▶ **SUPPLIED TEXT**
Thanks for answering.

>> I define a specific custom policy that should give the file a
>> different label (say, "bin_t").
>
> File context?  Or transition context?

.fc

>> What ends up happening is that no matter how I *create* the file, it
>> always gets "antivirus_db_t" as its label. However, if I run
>> restorecon on the file, the label changes to "bin_t".
>>
>> How can this symptom be explained?
>
> You have probably specified a file context rule that conflicts with
> the context specified by a creation policy or file name transition.
>
> When a file is created, the creation/transition policy applies; when a
> file is relabeled, the file context policy applies.  If they don't
> agree, you see exactly the behavior you're describing: a file is
> created with one context, but running "restorecon" changes it to a
> different context.
>
> In your case, if you want to see all transitions to the antivirus_db_t
> context, run:
>
> $ sesearch --type_trans --default antivirus_db_t
>
> I'm betting you'll see there's an explicit transition context that
> applies to the specific file you're creating.

No doubt. I'll have to check it when I get back to the office.

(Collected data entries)
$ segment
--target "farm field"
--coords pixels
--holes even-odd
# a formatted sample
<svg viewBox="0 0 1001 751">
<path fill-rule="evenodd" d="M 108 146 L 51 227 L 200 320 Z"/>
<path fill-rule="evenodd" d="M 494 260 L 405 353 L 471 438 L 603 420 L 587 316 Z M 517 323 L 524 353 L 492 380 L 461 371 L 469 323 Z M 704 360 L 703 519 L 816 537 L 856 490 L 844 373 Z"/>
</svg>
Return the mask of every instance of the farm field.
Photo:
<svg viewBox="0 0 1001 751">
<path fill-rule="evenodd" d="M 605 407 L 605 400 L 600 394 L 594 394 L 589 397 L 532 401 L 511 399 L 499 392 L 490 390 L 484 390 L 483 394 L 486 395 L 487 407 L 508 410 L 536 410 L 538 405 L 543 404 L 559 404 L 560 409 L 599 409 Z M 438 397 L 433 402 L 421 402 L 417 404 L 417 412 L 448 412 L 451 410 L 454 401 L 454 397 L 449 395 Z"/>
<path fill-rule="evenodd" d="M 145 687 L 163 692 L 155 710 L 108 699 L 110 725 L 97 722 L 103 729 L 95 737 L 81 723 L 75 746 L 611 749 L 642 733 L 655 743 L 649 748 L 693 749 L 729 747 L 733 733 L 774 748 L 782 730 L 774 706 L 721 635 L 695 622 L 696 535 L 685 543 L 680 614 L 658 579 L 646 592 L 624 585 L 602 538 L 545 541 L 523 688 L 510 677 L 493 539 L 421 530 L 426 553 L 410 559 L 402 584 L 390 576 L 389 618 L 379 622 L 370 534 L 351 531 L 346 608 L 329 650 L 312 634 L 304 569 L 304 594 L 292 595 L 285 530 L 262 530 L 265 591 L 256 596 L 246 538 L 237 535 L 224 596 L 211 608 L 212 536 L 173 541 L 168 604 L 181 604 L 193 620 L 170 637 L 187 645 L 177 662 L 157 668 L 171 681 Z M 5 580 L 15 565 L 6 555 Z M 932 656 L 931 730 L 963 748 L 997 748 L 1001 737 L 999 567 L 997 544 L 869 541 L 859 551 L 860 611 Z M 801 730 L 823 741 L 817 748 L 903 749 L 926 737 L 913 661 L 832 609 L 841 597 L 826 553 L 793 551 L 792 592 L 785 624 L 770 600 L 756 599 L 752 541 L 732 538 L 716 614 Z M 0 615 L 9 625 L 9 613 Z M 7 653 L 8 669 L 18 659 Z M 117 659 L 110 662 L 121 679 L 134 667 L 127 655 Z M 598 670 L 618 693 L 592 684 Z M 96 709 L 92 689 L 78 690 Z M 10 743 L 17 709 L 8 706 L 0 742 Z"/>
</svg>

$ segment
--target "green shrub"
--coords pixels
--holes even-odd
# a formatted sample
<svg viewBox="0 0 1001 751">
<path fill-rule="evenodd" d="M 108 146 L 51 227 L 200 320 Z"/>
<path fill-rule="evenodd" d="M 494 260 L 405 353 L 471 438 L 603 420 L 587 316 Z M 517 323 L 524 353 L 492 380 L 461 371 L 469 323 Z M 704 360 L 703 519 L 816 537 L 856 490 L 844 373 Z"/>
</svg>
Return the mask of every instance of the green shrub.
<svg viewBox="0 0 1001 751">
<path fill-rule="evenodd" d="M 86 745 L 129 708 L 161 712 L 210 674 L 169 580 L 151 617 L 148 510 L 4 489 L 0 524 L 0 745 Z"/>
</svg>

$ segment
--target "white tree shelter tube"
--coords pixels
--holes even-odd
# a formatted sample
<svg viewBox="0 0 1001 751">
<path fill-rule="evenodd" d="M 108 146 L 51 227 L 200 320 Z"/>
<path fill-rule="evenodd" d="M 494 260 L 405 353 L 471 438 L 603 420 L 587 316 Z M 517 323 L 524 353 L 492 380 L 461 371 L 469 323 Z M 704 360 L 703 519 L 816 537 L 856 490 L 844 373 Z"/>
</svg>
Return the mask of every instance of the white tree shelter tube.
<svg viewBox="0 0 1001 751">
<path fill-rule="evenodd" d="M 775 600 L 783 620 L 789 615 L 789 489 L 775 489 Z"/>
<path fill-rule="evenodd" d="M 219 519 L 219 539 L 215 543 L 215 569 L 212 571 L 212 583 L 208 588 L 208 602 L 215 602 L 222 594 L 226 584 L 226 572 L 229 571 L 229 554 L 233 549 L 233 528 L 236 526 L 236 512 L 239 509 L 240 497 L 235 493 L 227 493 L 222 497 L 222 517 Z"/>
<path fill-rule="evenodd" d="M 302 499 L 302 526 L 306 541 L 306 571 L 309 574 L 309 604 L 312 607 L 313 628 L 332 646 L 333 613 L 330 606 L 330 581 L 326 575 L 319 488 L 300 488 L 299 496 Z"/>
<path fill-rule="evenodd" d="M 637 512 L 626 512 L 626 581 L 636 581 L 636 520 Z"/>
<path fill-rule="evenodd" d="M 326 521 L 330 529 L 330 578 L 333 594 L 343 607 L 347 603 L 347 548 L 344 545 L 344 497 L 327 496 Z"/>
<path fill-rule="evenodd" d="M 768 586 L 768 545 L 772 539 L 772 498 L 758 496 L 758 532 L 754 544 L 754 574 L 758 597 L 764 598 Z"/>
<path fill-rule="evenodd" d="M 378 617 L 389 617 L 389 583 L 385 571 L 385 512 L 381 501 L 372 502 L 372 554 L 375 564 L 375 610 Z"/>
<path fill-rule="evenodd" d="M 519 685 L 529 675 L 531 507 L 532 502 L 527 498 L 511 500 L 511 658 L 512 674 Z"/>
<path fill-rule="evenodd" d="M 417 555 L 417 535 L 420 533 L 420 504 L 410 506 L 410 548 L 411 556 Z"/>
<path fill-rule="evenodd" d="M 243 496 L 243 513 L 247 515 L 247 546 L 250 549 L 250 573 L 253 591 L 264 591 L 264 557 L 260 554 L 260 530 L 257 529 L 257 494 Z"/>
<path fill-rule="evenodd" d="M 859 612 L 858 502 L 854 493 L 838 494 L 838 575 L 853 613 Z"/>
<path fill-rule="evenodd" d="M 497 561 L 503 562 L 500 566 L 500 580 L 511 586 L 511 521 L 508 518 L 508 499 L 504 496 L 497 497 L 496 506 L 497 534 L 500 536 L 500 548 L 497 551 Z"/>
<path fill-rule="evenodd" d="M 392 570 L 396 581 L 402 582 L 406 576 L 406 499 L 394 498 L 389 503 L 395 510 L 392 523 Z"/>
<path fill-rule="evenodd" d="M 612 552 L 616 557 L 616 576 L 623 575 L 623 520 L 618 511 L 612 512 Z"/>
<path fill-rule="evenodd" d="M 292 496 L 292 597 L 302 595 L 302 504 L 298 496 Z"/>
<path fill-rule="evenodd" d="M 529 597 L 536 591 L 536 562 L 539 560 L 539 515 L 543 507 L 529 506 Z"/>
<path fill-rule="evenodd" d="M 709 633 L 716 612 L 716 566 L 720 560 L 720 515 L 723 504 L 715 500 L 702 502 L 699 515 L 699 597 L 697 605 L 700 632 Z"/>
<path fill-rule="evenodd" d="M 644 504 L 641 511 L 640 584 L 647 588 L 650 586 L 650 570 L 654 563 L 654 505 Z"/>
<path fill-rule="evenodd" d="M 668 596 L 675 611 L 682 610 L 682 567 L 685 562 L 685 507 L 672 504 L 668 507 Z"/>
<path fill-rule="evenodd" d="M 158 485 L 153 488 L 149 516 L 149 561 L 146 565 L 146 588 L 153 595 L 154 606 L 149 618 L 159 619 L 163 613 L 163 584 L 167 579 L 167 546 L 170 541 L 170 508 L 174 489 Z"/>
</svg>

▶ **DIRECTIONS FOR THIS TASK**
Reproduce the email about SELinux file labels word for word, from "Thanks for answering." to "Or transition context?".

▶ **RESPONSE BELOW**
Thanks for answering.

>> I define a specific custom policy that should give the file a
>> different label (say, "bin_t").
>
> File context?  Or transition context?